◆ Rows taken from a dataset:
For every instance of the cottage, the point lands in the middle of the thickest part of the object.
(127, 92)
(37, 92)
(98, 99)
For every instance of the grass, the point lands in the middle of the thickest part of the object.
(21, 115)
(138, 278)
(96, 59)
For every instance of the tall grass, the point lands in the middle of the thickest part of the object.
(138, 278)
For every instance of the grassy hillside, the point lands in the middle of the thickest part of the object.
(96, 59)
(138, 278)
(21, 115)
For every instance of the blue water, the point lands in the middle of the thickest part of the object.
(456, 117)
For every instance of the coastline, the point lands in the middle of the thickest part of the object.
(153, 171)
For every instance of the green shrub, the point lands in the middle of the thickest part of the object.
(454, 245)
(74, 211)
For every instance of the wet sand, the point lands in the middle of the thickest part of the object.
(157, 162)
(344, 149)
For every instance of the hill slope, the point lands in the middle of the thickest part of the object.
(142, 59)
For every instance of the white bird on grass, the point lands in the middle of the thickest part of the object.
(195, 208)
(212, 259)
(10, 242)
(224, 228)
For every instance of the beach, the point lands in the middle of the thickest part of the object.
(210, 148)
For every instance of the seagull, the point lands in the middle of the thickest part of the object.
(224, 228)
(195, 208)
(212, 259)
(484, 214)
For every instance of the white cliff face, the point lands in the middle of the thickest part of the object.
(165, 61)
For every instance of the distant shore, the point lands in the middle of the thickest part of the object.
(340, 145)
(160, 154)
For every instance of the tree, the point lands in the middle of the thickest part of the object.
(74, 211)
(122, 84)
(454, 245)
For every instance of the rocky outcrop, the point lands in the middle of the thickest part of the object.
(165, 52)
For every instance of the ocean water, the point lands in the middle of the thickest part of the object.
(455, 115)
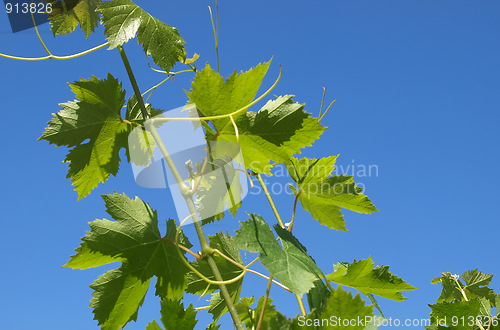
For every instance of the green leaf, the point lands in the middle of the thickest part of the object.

◆ Exercise details: Put every line of the material above into a numbered list, omitting blank lines. Leave the pictures out of the answer.

◆ Result:
1. For every instance of the cottage, the point lands in the middle of the thickest part of the object.
2. (127, 92)
3. (37, 92)
4. (98, 99)
5. For every instance of the grass, the point lands in the middle of the thickest part of the object.
6. (21, 115)
7. (138, 278)
8. (96, 59)
9. For every instance of the tall grass, the point lands in the middle of the thickest part of the object.
10. (138, 278)
11. For every instance of the grassy hillside, the point lands in the middle of the thickest part of the object.
12. (96, 59)
13. (138, 278)
14. (21, 115)
15. For every instance of the blue water, the point lands in the middle of the thickest part of the object.
16. (456, 117)
17. For every instance of the coastline, the point lands in the middle of the thickest part of the object.
18. (153, 171)
19. For every instance of the green shrub, the point lands in the middle of the thickest part of the object.
20. (454, 245)
21. (74, 211)
22. For every instance of the wet sand, the point lands in the middle of the thickest part of the object.
23. (157, 162)
24. (344, 149)
25. For every instance of the hill slope, the point lands in the middle of the thickest part of the object.
26. (142, 59)
27. For every instance of the white bird on grass, the point lands in the middle of the thickest part of the object.
28. (195, 208)
29. (212, 259)
30. (10, 242)
31. (224, 228)
32. For every instance of the beach, the point lands in the middle of the thickest part of the object.
33. (210, 148)
34. For every instance of the seagull, the point lands in the middle of the thickest part of the object.
35. (224, 228)
36. (195, 208)
37. (212, 259)
38. (484, 214)
39. For every instance of the white cliff face, the point lands in the middle of the thickest part of the object.
40. (165, 61)
41. For every instance of the distant shore, the point lands in the middle of the thickest part of the object.
42. (340, 145)
43. (160, 154)
44. For every instance of the tree, the point lands in the middle of the thickest part of the object.
45. (74, 211)
46. (122, 84)
47. (454, 245)
48. For every instance of the rocky outcrop, the point lands in the middle of the thickest part of the object.
49. (165, 52)
50. For every instance of the ocean water, the point lands in the middle of the thickest part of the object.
51. (455, 115)
52. For every instance of the green leaf, the point lands in the middle of the thickest part of the object.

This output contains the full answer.